* STATED PROBLEM A: According to the pytree excerpt below, why does mapping `jnp.ones` over the computed shapes produce four one-dimensional arrays instead of two arrays of ones?
* STATED PROBLEM B: List every key path that the `tree_flatten_with_path()` output in the pytree excerpt below prints after the word "tree".

-------- SOURCE EXTRACT --------

Each pytree leaf has a key path. A key path is a list of keys, where the length of the list is the depth of that leaf.

A key represents an index into the corresponding pytree node type. The type of the key depends on the pytree node type (e.g., key for a dict is a different type than the key for a list).

We can view the path of each leaf with `jax.tree_util.tree_flatten_with_path()`:


In [33]:
class Special(NamedTuple):
    name: str


tree = [1, {"k1": 2, "k2": (3, 4)}, Special("foo")]
flattened, _ = jax.tree_util.tree_flatten_with_path(tree)

for key_path, value in flattened:
    print(f"Value of tree{jax.tree_util.keystr(key_path)}: {value}")

Value of tree[0]: 1
Value of tree[1]['k1']: 2
Value of tree[1]['k2'][0]: 3
Value of tree[1]['k2'][1]: 4
Value of tree[2].name: foo


## Common pytree gotchas

### Mistaking pytree nodes as leaves

A common mistake is accidentally introducing tree nodes instead of leaves:


In [34]:
tree = [jnp.zeros((2, 3)), jnp.zeros((3, 4))]

# Try to make another pytree with ones instead of zeros
shapes = jax.tree.map(lambda x: x.shape, tree)
print(jax.tree.map(jnp.ones, shapes))

[(Array([1., 1.], dtype=float32), Array([1., 1., 1.], dtype=float32)), (Array([1., 1., 1.], dtype=float32), Array([1., 1., 1., 1.], dtype=float32))]


Here, since each tuple is not a leaf (the leaf nodes are 2, 3, 3, 4), the new tree will instead have 4 1D arrays.

The correct way to handle this is to convert the tuples to `jnp.array()` or a custom type, which is considered as a leaf:


In [35]:
shapes = jax.tree.map(lambda x: jnp.array(x.shape), tree)
tree_ones = jax.tree.map(jnp.ones, shapes)

-------- GIVEN INFORMATION --------

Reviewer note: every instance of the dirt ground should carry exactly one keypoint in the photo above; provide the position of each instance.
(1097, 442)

--------

* TASK ANSWER A: Each shape tuple is a pytree node, not a leaf. The leaves are therefore the integers 2, 3, 3 and 4. `jnp.ones` is applied to each integer separately, which yields four 1D arrays.

* TASK ANSWER B:
- [0]
- [1]['k1']
- [1]['k2'][0]
- [1]['k2'][1]
- [2].name